[Labeled region records]
..............................

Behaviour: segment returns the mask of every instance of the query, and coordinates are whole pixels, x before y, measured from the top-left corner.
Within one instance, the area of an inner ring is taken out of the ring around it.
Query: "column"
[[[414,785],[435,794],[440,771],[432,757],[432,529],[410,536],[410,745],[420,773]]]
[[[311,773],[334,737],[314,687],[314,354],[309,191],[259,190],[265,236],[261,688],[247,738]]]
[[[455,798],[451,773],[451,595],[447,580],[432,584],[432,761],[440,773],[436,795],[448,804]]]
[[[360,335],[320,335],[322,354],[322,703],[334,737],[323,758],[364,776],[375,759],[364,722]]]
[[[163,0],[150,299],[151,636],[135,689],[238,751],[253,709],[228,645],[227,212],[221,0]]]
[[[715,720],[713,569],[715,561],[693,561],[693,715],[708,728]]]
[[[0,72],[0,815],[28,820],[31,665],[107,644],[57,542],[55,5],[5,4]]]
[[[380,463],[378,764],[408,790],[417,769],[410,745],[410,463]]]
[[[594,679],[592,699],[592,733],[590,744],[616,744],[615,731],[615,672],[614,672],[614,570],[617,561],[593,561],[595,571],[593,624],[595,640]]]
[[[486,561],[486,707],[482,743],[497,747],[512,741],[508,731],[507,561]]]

..............................

◆ What is required ◆
Rewrite the records above, swapping every "instance" for "object" and leaving everything else unchanged.

◆ Written answer ◆
Behaviour: segment returns the mask of every object of the query, and coordinates are whole pixels, x before y, measured from the top-left corner.
Within one object, the area of an inner ring is taken out of the ring around it.
Query: "column"
[[[414,785],[435,794],[440,771],[432,757],[432,529],[410,536],[410,745],[420,773]]]
[[[311,773],[334,737],[314,687],[314,354],[309,191],[259,190],[265,236],[261,688],[247,738]]]
[[[455,798],[451,773],[451,595],[447,580],[432,584],[432,761],[440,773],[436,795],[448,804]]]
[[[360,335],[320,335],[322,354],[322,703],[334,737],[323,758],[364,776],[375,759],[364,722]]]
[[[163,0],[150,299],[151,636],[135,689],[238,751],[253,709],[228,645],[227,212],[221,0]]]
[[[715,720],[713,569],[715,561],[693,561],[693,715],[708,728]]]
[[[0,72],[0,815],[28,820],[31,665],[107,644],[57,542],[55,5],[5,4]]]
[[[380,463],[378,764],[408,790],[417,769],[410,745],[410,463]]]
[[[594,679],[592,699],[592,733],[590,744],[616,744],[615,731],[615,672],[614,672],[614,570],[617,561],[593,561],[595,571],[593,624],[595,640]]]
[[[486,561],[486,707],[482,743],[497,747],[512,741],[508,731],[507,561]]]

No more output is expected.